◆ **HOW TO COMPLETE THIS TASK**:
Each of the lines below must be retyped character for character.

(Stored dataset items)
┌──
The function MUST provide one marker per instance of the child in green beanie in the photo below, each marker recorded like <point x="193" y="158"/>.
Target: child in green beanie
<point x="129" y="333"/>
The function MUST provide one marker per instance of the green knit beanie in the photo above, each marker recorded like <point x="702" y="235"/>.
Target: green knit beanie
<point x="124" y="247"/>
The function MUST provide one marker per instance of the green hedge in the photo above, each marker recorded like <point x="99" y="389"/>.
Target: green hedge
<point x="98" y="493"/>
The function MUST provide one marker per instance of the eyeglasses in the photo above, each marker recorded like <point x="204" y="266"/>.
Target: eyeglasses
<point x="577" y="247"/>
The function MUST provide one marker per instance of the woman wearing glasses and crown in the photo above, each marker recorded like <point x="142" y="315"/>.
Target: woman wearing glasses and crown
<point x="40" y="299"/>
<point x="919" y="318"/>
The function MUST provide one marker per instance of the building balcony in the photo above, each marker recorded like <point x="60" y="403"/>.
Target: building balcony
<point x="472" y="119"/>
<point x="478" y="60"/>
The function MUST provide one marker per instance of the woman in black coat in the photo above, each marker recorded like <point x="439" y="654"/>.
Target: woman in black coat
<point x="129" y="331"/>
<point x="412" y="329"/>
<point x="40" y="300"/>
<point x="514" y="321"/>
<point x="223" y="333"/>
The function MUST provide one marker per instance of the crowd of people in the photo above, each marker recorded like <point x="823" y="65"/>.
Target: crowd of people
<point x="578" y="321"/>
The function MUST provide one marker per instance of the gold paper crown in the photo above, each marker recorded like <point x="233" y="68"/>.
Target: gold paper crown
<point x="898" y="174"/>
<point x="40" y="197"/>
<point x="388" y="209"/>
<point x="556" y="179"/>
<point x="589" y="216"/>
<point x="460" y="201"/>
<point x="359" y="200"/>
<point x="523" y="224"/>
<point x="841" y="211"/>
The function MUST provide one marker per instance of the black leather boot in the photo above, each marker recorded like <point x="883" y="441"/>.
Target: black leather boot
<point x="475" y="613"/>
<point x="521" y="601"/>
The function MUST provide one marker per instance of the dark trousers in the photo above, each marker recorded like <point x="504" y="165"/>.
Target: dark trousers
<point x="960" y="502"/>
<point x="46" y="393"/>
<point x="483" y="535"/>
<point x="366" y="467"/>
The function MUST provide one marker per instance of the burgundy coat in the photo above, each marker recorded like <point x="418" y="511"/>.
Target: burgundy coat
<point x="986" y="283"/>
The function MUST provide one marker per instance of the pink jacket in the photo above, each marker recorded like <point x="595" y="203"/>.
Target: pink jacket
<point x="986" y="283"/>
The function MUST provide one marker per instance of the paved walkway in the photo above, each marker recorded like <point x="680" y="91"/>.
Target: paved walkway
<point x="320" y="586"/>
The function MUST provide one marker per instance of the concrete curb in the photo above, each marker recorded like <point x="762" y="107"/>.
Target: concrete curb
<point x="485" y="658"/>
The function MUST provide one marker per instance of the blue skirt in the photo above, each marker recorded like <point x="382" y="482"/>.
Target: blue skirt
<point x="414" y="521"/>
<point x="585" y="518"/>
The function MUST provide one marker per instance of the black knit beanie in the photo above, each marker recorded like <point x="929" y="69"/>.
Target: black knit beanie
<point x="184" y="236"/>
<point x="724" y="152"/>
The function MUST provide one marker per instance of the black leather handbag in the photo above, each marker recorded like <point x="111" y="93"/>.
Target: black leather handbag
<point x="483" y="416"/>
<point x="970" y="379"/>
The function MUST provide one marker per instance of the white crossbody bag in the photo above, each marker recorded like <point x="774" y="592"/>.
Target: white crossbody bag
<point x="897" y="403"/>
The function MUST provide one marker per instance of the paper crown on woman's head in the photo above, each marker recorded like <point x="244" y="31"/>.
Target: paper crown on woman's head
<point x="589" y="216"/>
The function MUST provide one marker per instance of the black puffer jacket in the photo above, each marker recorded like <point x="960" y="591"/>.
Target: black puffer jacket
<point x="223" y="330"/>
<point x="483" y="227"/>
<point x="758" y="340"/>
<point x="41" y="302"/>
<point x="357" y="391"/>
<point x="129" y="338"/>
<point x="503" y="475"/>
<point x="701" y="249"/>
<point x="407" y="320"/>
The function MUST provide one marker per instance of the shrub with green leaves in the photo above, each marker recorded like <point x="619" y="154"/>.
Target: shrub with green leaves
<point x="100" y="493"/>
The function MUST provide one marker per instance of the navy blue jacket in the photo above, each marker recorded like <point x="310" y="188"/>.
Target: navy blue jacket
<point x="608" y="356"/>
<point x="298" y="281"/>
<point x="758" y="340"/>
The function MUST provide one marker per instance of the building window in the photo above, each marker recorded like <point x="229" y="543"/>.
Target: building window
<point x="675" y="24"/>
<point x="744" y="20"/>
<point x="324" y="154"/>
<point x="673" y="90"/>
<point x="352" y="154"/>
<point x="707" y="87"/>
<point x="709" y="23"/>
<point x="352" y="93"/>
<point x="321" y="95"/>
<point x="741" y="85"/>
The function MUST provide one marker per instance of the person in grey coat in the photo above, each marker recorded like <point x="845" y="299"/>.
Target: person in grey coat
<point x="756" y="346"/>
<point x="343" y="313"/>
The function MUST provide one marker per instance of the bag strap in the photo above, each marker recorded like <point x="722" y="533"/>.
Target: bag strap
└──
◆ **RESULT OF THE EXERCISE**:
The function MUST provide one marker per instance of the child in green beanie in the photo below, each marker recorded like <point x="193" y="158"/>.
Target: child in green beanie
<point x="129" y="333"/>
The function MUST provide one marker per instance of the green knit beanie in the photo above, each marker recorded like <point x="702" y="235"/>.
Target: green knit beanie
<point x="124" y="247"/>
The function MUST provide one marker per instance of the green hedge in the photo above, each marker recorded like <point x="99" y="389"/>.
Target: green hedge
<point x="98" y="493"/>
The function MUST provide one marker per instance of the eyeglasses in the photo above, each marker recorded like <point x="204" y="266"/>.
Target: eyeglasses
<point x="577" y="247"/>
The function MUST provide one marker per instance of the woman wearing glasses and crown in the photo above, each marker recorded like <point x="142" y="315"/>.
Target: woman wearing glasses and crown
<point x="40" y="299"/>
<point x="919" y="318"/>
The function MUST provide one marker per instance of the building balcony in the photo above, each marker recorded like <point x="60" y="403"/>.
Target: building balcony
<point x="472" y="119"/>
<point x="478" y="60"/>
The function MUST provide one marker per instance of the woman in black coat in the photo above, each marker recorded like <point x="439" y="654"/>.
Target: woman in black coat
<point x="129" y="331"/>
<point x="412" y="329"/>
<point x="40" y="300"/>
<point x="514" y="321"/>
<point x="223" y="333"/>
The function MUST provide one marker per instance of the crowd of people in the photo above, each marker recorded like <point x="823" y="65"/>.
Target: crowd of people
<point x="578" y="321"/>
The function MUST provide one marker per instance of the gold paper crown in the photo above, each marker recorded like <point x="233" y="68"/>.
Target: gold paper crown
<point x="898" y="174"/>
<point x="40" y="197"/>
<point x="388" y="209"/>
<point x="556" y="179"/>
<point x="589" y="216"/>
<point x="460" y="201"/>
<point x="359" y="200"/>
<point x="523" y="224"/>
<point x="841" y="211"/>
The function MUST provide one marker per instance of the black leather boot in the photo above, each marker recorded like <point x="883" y="441"/>.
Target: black leather boot
<point x="475" y="613"/>
<point x="521" y="601"/>
The function MUST provide one marker per instance of the dark trousers in the photo above, each marker recorded like <point x="504" y="165"/>.
Target: dark trousers
<point x="960" y="502"/>
<point x="46" y="393"/>
<point x="483" y="535"/>
<point x="366" y="467"/>
The function MUST provide one marker per instance of the burgundy coat in the photo above, each marker recorded like <point x="418" y="511"/>.
Target: burgundy coat
<point x="986" y="283"/>
The function MUST provide one marker per instance of the pink jacket in the photo above, each marker recorded like <point x="595" y="203"/>.
Target: pink jacket
<point x="986" y="283"/>
The function MUST provide one marker per instance of the paved walkway in the photo above, each marker recorded like <point x="680" y="91"/>.
Target: paved walkway
<point x="320" y="586"/>
The function MUST provide one marker per instance of the concrete curb in the photo above, each marker recorded like <point x="762" y="107"/>.
Target: concrete curb
<point x="485" y="658"/>
The function MUST provide one marker per instance of the blue skirt in the photo above, each marker recorded like <point x="382" y="482"/>.
Target: blue skirt
<point x="414" y="521"/>
<point x="585" y="518"/>
The function MUST provide one marker per instance of the black knit beanie in the photo above, each marker recorded like <point x="929" y="69"/>.
Target: black knit beanie
<point x="184" y="236"/>
<point x="724" y="152"/>
The function MUST provide one marker per instance of the black leather handbag in the photo above, each marker recorded like <point x="111" y="93"/>.
Target: black leather handbag
<point x="483" y="416"/>
<point x="970" y="379"/>
The function MUST provide one marker per instance of the white crossbody bag in the photo above, each marker recorded like <point x="774" y="592"/>.
Target: white crossbody bag
<point x="897" y="403"/>
The function MUST provide one marker per instance of the paper crown on woman's head in the photo above, each marker recorded like <point x="244" y="31"/>.
Target: paper crown on woman's head
<point x="589" y="216"/>
The function MUST provide one marker per instance of the black puffer jacket in the photo above, each marker recorded like <point x="960" y="591"/>.
Target: black puffer jacket
<point x="223" y="330"/>
<point x="483" y="227"/>
<point x="758" y="340"/>
<point x="41" y="302"/>
<point x="357" y="391"/>
<point x="129" y="338"/>
<point x="503" y="475"/>
<point x="701" y="249"/>
<point x="407" y="320"/>
The function MUST provide one marker per instance of the shrub with green leaves in the photo above, each marker recorded like <point x="619" y="154"/>.
Target: shrub with green leaves
<point x="100" y="493"/>
The function MUST provide one marker per instance of the navy blue jacket in the photo above, each marker recorded like <point x="310" y="188"/>.
Target: navy blue jacket
<point x="608" y="356"/>
<point x="298" y="281"/>
<point x="758" y="340"/>
The function MUST provide one marker per instance of the building window in the photo above, each marker recorded like <point x="229" y="543"/>.
Target: building window
<point x="675" y="24"/>
<point x="744" y="20"/>
<point x="324" y="154"/>
<point x="673" y="90"/>
<point x="352" y="154"/>
<point x="707" y="87"/>
<point x="709" y="23"/>
<point x="352" y="93"/>
<point x="321" y="95"/>
<point x="741" y="85"/>
The function MUST provide one marker per instance of the person in grey coat in the photo above, each marker recorded like <point x="845" y="299"/>.
Target: person in grey coat
<point x="756" y="346"/>
<point x="343" y="313"/>
The function MUST provide one marker per instance of the bag strap in the photo above, each marker recorded like <point x="722" y="533"/>.
Target: bag strap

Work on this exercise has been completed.